## What you will do
Only the lines starting at the one that contains "of the paved" and running to the end should be repeated, exactly as written.

## Data provided
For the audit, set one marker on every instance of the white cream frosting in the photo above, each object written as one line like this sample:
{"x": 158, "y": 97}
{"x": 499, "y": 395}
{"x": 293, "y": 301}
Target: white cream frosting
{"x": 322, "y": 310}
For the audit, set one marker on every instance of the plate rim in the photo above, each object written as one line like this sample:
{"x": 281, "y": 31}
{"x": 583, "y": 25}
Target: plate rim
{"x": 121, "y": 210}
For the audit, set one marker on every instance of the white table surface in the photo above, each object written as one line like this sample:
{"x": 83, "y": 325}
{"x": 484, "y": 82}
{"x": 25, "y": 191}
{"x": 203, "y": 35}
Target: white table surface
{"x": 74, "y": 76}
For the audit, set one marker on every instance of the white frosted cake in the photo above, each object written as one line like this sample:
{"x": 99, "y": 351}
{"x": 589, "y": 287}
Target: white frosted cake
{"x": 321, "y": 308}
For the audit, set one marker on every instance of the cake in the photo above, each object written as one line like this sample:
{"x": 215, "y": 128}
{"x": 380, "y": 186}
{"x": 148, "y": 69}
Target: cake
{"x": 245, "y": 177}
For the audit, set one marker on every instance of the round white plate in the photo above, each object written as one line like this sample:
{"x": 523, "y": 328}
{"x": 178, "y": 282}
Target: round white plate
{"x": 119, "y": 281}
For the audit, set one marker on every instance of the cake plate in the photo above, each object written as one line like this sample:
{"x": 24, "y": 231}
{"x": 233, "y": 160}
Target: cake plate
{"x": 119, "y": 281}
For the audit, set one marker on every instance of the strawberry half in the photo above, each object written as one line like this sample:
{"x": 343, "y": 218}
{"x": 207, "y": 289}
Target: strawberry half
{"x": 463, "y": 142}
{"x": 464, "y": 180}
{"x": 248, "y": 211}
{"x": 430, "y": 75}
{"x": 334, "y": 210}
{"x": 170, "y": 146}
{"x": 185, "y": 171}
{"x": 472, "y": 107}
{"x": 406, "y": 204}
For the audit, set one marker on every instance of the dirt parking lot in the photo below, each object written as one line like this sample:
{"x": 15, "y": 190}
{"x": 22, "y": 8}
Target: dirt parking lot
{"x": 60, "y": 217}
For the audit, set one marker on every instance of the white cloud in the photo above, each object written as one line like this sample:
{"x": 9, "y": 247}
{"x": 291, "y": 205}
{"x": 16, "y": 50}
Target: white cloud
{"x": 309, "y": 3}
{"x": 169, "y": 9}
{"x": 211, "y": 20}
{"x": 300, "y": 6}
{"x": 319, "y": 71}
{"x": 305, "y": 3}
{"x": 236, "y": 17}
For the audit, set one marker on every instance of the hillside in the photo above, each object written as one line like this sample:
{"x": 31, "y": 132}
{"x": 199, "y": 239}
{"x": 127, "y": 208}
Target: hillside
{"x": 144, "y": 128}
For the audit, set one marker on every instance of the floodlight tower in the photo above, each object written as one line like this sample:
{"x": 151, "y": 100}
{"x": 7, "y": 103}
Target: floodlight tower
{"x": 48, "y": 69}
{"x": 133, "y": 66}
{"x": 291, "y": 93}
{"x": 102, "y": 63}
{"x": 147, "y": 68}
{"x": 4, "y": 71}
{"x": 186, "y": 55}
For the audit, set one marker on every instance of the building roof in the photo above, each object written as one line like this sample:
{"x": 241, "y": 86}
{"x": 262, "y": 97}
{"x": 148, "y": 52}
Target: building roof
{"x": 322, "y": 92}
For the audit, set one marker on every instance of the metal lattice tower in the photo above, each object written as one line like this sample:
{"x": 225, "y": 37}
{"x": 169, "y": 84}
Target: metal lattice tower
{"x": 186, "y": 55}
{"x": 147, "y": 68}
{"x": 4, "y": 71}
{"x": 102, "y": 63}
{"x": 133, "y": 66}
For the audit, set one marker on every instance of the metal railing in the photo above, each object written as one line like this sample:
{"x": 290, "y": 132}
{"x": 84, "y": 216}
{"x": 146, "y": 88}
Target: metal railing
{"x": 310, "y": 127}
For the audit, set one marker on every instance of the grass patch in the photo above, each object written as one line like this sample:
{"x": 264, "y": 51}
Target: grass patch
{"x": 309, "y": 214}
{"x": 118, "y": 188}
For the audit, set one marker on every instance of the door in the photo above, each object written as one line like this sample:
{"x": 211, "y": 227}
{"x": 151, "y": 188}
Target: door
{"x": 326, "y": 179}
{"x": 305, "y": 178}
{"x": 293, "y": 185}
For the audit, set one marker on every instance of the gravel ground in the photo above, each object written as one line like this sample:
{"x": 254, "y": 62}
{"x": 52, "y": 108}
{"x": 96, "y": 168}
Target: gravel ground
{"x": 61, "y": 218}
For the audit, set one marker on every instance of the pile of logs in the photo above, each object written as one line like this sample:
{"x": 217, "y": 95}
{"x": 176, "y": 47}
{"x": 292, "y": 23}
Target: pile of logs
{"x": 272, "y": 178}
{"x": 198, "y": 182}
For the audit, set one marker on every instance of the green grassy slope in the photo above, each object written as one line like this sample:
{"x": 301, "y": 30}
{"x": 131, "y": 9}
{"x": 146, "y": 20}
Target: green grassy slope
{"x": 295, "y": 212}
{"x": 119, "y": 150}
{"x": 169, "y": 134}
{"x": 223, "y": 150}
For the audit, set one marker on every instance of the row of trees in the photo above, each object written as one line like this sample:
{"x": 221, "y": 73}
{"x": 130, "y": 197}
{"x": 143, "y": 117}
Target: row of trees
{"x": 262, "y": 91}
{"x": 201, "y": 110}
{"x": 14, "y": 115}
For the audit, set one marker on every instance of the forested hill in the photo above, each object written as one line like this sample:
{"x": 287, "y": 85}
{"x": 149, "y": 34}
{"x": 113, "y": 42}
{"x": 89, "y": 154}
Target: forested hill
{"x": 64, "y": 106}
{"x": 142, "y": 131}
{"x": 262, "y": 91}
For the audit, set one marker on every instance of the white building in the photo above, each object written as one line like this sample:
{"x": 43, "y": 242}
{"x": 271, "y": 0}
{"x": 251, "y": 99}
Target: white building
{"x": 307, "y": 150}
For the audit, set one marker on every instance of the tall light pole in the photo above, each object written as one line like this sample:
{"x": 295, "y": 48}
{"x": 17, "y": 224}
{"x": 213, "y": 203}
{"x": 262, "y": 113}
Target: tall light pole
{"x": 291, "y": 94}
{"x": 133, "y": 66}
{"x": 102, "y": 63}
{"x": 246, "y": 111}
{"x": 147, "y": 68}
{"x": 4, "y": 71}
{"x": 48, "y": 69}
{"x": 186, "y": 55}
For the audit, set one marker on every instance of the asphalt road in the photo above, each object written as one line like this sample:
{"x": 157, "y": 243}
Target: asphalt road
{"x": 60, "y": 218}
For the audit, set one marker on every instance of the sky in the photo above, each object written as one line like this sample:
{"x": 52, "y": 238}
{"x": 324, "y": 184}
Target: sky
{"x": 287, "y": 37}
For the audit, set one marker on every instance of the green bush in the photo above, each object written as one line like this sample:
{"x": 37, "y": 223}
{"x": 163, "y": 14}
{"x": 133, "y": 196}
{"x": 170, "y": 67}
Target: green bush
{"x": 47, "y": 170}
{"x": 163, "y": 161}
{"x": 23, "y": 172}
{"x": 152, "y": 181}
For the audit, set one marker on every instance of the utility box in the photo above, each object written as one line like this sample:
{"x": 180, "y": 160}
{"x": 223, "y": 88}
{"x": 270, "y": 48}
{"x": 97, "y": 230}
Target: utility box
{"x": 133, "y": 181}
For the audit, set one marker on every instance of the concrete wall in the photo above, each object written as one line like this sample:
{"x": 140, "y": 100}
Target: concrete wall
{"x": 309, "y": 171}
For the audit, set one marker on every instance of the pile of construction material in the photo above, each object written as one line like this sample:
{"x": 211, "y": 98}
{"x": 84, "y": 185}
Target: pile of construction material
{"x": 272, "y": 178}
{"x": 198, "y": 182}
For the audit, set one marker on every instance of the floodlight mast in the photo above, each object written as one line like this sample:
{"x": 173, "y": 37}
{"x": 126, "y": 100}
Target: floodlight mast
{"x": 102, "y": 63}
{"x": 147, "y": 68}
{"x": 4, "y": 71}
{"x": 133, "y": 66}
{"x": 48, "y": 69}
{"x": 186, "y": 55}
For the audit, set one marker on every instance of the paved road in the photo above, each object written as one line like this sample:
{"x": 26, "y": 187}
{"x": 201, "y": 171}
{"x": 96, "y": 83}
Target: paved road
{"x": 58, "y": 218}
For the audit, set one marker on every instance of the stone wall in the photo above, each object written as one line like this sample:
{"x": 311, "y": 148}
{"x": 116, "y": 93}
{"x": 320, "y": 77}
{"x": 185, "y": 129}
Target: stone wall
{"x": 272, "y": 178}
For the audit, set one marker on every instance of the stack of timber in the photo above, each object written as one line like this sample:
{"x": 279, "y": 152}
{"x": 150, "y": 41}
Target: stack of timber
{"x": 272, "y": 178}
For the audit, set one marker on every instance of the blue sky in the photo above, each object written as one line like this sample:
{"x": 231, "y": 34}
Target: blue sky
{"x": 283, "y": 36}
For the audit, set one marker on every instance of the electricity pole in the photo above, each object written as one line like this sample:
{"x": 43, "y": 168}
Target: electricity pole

## Response to this exercise
For the audit, set one marker on every instance of the paved road in the photo above, each object written as one line like this sample:
{"x": 26, "y": 187}
{"x": 201, "y": 171}
{"x": 96, "y": 83}
Target: paved road
{"x": 58, "y": 218}
For the audit, set one marker on every instance of the stone wall in the photo above, each object written as one line like this sample:
{"x": 311, "y": 148}
{"x": 116, "y": 93}
{"x": 320, "y": 77}
{"x": 185, "y": 129}
Target: stone wall
{"x": 272, "y": 178}
For the audit, set one marker on every instance of the stack of timber in the photo above, each object written as one line like this sample:
{"x": 279, "y": 152}
{"x": 150, "y": 41}
Target: stack of timber
{"x": 272, "y": 178}
For the audit, set one marker on every instance of the blue sky in the photo above, each object written as one line like this sample:
{"x": 231, "y": 34}
Target: blue sky
{"x": 283, "y": 36}
For the audit, set one marker on every instance of the electricity pole in the photo above, each object written as one line like this sample:
{"x": 43, "y": 168}
Target: electricity pole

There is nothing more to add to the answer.